[Records for this task]:

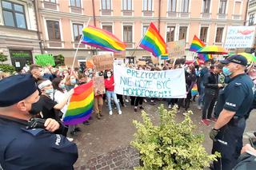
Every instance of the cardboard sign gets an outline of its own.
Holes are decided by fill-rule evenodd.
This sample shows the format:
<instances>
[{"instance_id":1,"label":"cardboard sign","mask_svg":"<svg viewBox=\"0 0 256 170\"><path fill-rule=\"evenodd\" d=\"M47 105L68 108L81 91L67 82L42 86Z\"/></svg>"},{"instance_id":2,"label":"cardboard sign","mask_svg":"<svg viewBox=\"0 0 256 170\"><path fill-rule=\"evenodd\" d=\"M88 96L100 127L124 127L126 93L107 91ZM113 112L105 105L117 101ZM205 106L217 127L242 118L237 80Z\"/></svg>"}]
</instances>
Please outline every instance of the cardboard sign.
<instances>
[{"instance_id":1,"label":"cardboard sign","mask_svg":"<svg viewBox=\"0 0 256 170\"><path fill-rule=\"evenodd\" d=\"M53 54L38 54L35 56L35 63L41 66L55 65Z\"/></svg>"},{"instance_id":2,"label":"cardboard sign","mask_svg":"<svg viewBox=\"0 0 256 170\"><path fill-rule=\"evenodd\" d=\"M103 76L94 76L93 77L94 86L94 96L105 94L106 88L104 84Z\"/></svg>"},{"instance_id":3,"label":"cardboard sign","mask_svg":"<svg viewBox=\"0 0 256 170\"><path fill-rule=\"evenodd\" d=\"M186 98L184 69L146 71L115 65L114 73L114 92L118 94L156 98Z\"/></svg>"},{"instance_id":4,"label":"cardboard sign","mask_svg":"<svg viewBox=\"0 0 256 170\"><path fill-rule=\"evenodd\" d=\"M114 53L114 58L125 58L126 57L126 51L122 51L120 53Z\"/></svg>"},{"instance_id":5,"label":"cardboard sign","mask_svg":"<svg viewBox=\"0 0 256 170\"><path fill-rule=\"evenodd\" d=\"M254 45L255 26L229 26L226 49L251 48Z\"/></svg>"},{"instance_id":6,"label":"cardboard sign","mask_svg":"<svg viewBox=\"0 0 256 170\"><path fill-rule=\"evenodd\" d=\"M181 57L185 56L185 40L167 42L169 57Z\"/></svg>"},{"instance_id":7,"label":"cardboard sign","mask_svg":"<svg viewBox=\"0 0 256 170\"><path fill-rule=\"evenodd\" d=\"M93 57L93 61L97 71L113 69L114 61L111 54L95 55Z\"/></svg>"}]
</instances>

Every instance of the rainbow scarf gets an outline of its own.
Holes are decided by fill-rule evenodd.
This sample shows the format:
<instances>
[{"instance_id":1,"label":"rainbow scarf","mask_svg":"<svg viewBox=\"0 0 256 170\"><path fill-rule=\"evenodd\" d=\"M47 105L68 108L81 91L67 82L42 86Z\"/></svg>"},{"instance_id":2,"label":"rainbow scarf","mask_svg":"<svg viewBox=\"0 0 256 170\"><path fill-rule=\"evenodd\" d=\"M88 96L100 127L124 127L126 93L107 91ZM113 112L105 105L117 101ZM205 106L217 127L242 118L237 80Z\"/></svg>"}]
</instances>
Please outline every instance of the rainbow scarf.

[Task statement]: Rewrite all of the lines above, changing each "fill-rule evenodd" to "the evenodd fill rule" and leaving everything else as it is. Do not include the pictures.

[Output for this task]:
Every instance of the cardboard sign gets an outline of its own.
Holes are decided by the evenodd fill rule.
This sample shows the format:
<instances>
[{"instance_id":1,"label":"cardboard sign","mask_svg":"<svg viewBox=\"0 0 256 170\"><path fill-rule=\"evenodd\" d=\"M47 105L68 108L81 91L67 82L42 86Z\"/></svg>"},{"instance_id":2,"label":"cardboard sign","mask_svg":"<svg viewBox=\"0 0 256 170\"><path fill-rule=\"evenodd\" d=\"M88 96L100 127L124 127L126 93L107 91ZM113 112L105 105L117 101ZM205 106L217 127L242 118L237 80Z\"/></svg>"}]
</instances>
Please outline every instance of the cardboard sign.
<instances>
[{"instance_id":1,"label":"cardboard sign","mask_svg":"<svg viewBox=\"0 0 256 170\"><path fill-rule=\"evenodd\" d=\"M53 54L38 54L35 56L35 63L41 66L55 65Z\"/></svg>"},{"instance_id":2,"label":"cardboard sign","mask_svg":"<svg viewBox=\"0 0 256 170\"><path fill-rule=\"evenodd\" d=\"M103 76L94 76L93 77L94 86L94 96L105 94L106 88L104 84Z\"/></svg>"},{"instance_id":3,"label":"cardboard sign","mask_svg":"<svg viewBox=\"0 0 256 170\"><path fill-rule=\"evenodd\" d=\"M186 98L184 69L146 71L115 65L114 73L114 92L118 94L156 98Z\"/></svg>"},{"instance_id":4,"label":"cardboard sign","mask_svg":"<svg viewBox=\"0 0 256 170\"><path fill-rule=\"evenodd\" d=\"M114 53L114 58L125 58L126 57L126 51L122 51L120 53Z\"/></svg>"},{"instance_id":5,"label":"cardboard sign","mask_svg":"<svg viewBox=\"0 0 256 170\"><path fill-rule=\"evenodd\" d=\"M254 45L255 26L229 26L226 49L251 48Z\"/></svg>"},{"instance_id":6,"label":"cardboard sign","mask_svg":"<svg viewBox=\"0 0 256 170\"><path fill-rule=\"evenodd\" d=\"M181 57L185 56L185 40L167 42L169 57Z\"/></svg>"},{"instance_id":7,"label":"cardboard sign","mask_svg":"<svg viewBox=\"0 0 256 170\"><path fill-rule=\"evenodd\" d=\"M93 57L93 61L97 71L113 69L114 61L111 54L95 55Z\"/></svg>"}]
</instances>

Every instance of the rainbow scarf gets an outline of its own.
Holes are decided by the evenodd fill rule.
This sample shows the format:
<instances>
[{"instance_id":1,"label":"rainbow scarf","mask_svg":"<svg viewBox=\"0 0 256 170\"><path fill-rule=\"evenodd\" d=\"M47 105L68 108L81 91L67 82L42 86Z\"/></svg>"},{"instance_id":2,"label":"rainbow scarf","mask_svg":"<svg viewBox=\"0 0 256 170\"><path fill-rule=\"evenodd\" d=\"M88 96L100 127L124 127L126 93L107 91ZM113 112L105 105L117 101ZM205 106L217 127L242 118L237 80Z\"/></svg>"}]
</instances>
Please outline every instance of the rainbow scarf.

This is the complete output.